** start of PROVIDED INFORMATION **
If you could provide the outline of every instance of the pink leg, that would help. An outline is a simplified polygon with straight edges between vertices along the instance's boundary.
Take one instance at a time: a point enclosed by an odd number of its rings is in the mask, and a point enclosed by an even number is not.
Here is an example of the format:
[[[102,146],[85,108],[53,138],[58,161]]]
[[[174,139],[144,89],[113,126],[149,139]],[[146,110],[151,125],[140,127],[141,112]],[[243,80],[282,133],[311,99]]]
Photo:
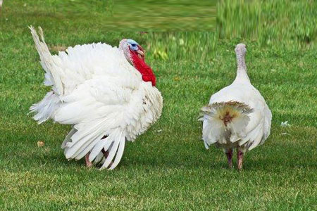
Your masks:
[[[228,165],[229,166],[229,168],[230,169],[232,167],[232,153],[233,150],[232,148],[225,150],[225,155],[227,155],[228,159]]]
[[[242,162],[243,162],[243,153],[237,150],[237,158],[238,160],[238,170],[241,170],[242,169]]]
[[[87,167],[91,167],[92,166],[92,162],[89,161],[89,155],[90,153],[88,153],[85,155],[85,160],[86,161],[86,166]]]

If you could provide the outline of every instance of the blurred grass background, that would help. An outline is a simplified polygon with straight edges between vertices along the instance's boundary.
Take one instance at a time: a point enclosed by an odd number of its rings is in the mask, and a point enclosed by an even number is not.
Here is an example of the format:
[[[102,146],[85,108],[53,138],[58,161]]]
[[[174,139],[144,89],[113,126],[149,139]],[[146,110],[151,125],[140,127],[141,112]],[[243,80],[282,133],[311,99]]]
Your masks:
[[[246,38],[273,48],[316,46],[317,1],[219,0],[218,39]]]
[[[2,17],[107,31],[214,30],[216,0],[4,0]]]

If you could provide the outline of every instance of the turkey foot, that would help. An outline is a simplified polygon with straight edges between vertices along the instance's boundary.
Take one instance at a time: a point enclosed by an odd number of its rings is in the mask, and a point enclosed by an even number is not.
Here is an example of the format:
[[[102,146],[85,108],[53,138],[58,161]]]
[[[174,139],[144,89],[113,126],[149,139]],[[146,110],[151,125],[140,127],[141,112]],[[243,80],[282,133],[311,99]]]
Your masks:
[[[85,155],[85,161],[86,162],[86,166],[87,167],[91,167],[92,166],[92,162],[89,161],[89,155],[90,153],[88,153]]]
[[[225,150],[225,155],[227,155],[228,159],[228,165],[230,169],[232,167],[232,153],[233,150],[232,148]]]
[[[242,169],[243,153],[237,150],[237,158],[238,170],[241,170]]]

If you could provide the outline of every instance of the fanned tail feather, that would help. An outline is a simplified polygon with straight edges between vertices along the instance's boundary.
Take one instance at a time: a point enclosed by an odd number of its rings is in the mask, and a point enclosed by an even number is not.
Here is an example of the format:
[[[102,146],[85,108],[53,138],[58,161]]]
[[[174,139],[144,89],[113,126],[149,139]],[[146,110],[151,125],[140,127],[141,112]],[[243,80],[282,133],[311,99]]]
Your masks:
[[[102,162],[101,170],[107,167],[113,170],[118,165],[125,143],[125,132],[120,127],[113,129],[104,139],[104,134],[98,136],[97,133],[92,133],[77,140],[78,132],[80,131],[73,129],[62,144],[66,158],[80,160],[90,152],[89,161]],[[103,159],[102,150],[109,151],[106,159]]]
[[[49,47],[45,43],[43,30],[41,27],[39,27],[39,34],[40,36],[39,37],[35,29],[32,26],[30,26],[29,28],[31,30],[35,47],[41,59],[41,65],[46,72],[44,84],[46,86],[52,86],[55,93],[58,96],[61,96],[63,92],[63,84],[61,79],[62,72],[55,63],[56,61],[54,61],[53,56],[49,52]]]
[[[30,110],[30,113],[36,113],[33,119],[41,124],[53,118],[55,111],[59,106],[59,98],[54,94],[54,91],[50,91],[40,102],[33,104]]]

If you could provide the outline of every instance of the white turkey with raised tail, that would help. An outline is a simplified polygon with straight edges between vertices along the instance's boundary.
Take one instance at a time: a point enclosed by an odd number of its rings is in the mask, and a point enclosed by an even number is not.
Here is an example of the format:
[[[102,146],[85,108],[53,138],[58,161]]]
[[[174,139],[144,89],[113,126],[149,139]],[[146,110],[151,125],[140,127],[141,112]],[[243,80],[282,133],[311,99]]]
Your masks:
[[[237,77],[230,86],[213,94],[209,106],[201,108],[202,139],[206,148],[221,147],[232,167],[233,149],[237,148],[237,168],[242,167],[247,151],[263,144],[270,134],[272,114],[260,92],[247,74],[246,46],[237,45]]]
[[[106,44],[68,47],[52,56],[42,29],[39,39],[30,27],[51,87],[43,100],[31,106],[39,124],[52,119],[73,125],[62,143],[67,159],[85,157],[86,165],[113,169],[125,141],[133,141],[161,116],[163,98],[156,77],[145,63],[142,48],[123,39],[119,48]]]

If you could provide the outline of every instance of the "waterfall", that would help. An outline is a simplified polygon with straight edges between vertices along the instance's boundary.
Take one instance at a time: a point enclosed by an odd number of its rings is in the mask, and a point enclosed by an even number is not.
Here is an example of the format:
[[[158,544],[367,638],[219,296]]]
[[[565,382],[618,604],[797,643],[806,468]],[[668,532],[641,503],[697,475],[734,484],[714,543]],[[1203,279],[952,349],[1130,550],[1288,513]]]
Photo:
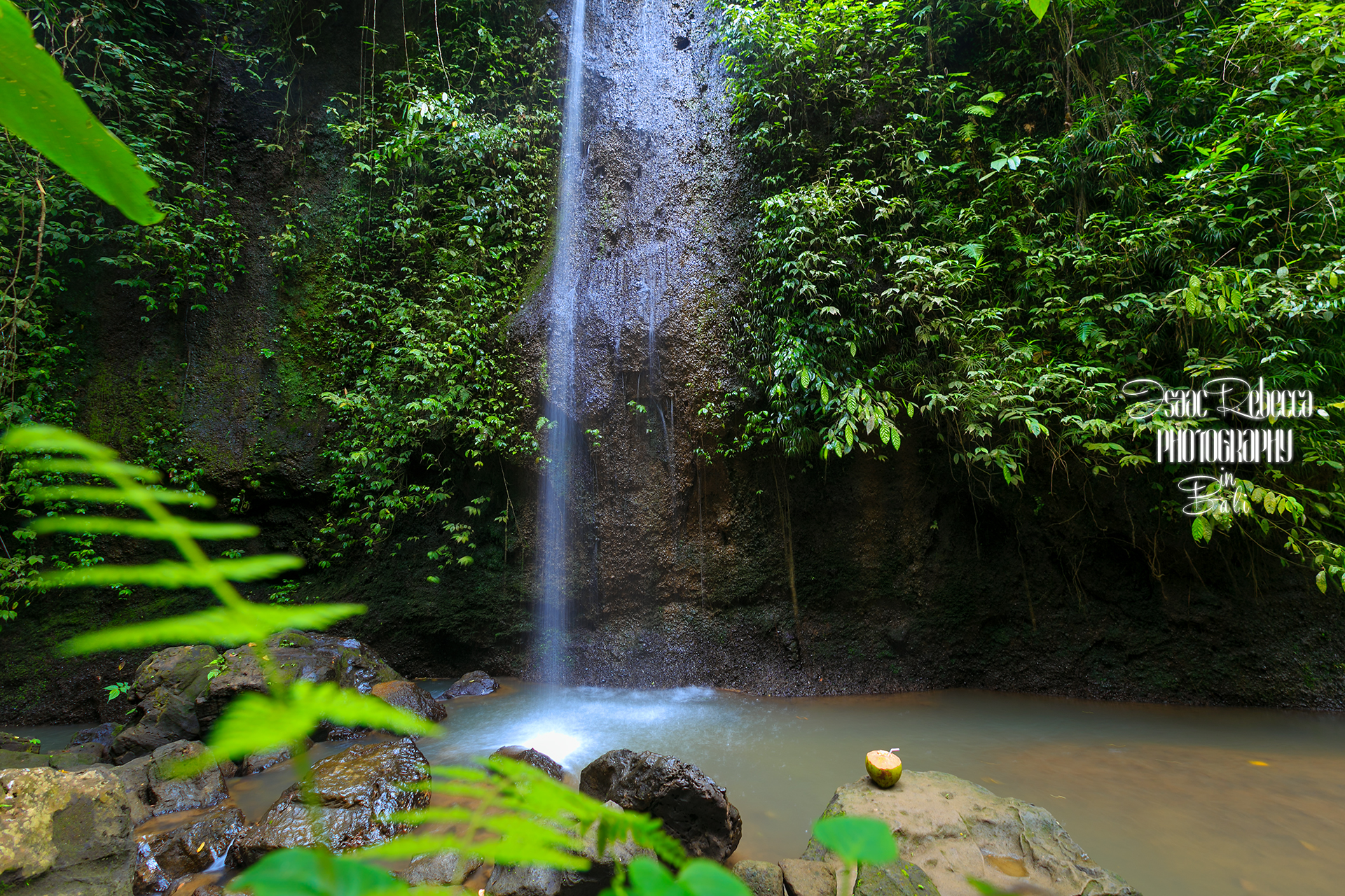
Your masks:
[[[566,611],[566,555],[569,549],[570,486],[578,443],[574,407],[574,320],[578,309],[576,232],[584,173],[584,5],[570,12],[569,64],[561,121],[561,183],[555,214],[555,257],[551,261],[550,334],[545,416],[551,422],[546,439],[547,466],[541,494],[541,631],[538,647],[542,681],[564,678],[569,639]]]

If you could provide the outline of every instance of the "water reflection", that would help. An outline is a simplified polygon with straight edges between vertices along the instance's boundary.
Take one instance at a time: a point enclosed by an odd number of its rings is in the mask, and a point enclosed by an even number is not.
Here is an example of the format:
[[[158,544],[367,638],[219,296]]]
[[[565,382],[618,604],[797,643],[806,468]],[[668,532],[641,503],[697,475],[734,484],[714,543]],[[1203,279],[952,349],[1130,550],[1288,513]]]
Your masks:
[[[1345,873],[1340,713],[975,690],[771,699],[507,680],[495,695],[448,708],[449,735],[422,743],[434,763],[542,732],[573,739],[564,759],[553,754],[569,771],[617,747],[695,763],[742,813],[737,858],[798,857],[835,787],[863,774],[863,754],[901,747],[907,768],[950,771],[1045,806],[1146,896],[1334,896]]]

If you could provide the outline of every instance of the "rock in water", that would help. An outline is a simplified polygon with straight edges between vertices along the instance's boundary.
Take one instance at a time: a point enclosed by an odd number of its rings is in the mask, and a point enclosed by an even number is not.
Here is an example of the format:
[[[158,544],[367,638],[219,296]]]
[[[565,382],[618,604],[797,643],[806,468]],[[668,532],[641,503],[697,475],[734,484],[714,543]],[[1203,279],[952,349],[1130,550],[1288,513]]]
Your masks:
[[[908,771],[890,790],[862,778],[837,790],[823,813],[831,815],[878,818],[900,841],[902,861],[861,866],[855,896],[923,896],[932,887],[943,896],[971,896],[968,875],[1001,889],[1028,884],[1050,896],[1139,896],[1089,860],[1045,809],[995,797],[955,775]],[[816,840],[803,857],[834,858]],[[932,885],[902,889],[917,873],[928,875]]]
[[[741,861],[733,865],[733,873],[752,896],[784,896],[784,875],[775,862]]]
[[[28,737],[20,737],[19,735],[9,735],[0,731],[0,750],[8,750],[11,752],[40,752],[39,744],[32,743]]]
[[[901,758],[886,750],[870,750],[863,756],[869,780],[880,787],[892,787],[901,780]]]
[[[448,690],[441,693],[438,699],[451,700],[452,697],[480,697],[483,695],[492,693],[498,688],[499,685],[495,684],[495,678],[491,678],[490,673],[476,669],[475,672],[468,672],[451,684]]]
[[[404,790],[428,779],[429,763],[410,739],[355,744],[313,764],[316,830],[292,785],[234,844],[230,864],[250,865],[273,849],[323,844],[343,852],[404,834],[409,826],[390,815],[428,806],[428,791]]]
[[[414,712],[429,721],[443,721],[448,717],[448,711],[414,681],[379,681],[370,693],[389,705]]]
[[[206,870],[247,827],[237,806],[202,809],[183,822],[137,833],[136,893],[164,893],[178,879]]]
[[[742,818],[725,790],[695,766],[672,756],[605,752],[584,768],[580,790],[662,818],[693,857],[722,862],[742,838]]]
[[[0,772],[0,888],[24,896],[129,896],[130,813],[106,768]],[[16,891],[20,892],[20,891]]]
** end of PROVIDED INFORMATION **
- [PROBLEM DESCRIPTION] Copy the material exactly, from its first line through the line containing "[[[2,17],[107,31],[214,30],[216,0],[4,0]]]", including both ends. Leave the picture out of your copy.

- [REPLY]
If you could provide the outline of every instance of the pink leg, that would help. An outline is a simplified polygon with straight edges between vertices along the instance's boundary.
Take one instance at a time: a point enclosed by an odd number of its rings is in the mask, and a point enclosed by an even number is not.
Here is an example of the format:
[[[102,146],[85,108],[53,138],[58,161]]]
[[[174,139],[144,89],[113,126],[149,139]],[[146,110],[151,125],[140,127],[141,112]],[[243,80],[282,133],[311,99]]]
Photo:
Your masks:
[[[228,165],[229,166],[229,168],[230,169],[232,167],[232,153],[233,150],[232,148],[225,150],[225,155],[227,155],[228,159]]]
[[[242,162],[243,162],[243,153],[237,150],[237,158],[238,160],[238,170],[241,170],[242,169]]]
[[[87,167],[91,167],[92,166],[92,162],[89,161],[89,155],[90,153],[88,153],[85,155],[85,160],[86,161],[86,166]]]

If you could provide the outline of every instance of the blurred grass background, that would help. An outline is a simplified polygon with straight edges between vertices along the instance's boundary.
Take one instance at a time: a point enclosed by an odd number of its rings is in the mask, and a point enclosed by an even number is not.
Here is an example of the format:
[[[102,146],[85,108],[53,138],[58,161]]]
[[[174,139],[144,89],[113,126],[149,139]],[[146,110],[151,125],[140,127],[141,112]],[[243,80],[282,133],[311,99]]]
Your masks:
[[[246,38],[273,48],[316,46],[317,1],[219,0],[218,39]]]
[[[2,17],[107,31],[214,30],[216,0],[4,0]]]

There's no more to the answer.